What is expected: Restate the entries below exactly, and keep all images out of the answer.

Saved data entries:
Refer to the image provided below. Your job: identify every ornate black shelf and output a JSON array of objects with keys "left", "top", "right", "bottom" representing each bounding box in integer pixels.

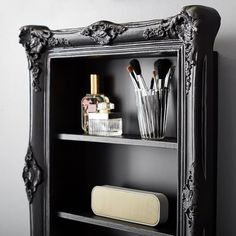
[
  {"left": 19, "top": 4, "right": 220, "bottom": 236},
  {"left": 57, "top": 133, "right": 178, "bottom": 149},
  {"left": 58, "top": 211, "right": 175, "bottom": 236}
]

Answer area:
Refer to the image provided below. Your job: identify every ornate black shelf and output a JSON array of objects with keys "left", "top", "right", "bottom" representing each bounding box in integer pixels.

[
  {"left": 19, "top": 4, "right": 220, "bottom": 236},
  {"left": 57, "top": 133, "right": 178, "bottom": 149},
  {"left": 58, "top": 211, "right": 175, "bottom": 236}
]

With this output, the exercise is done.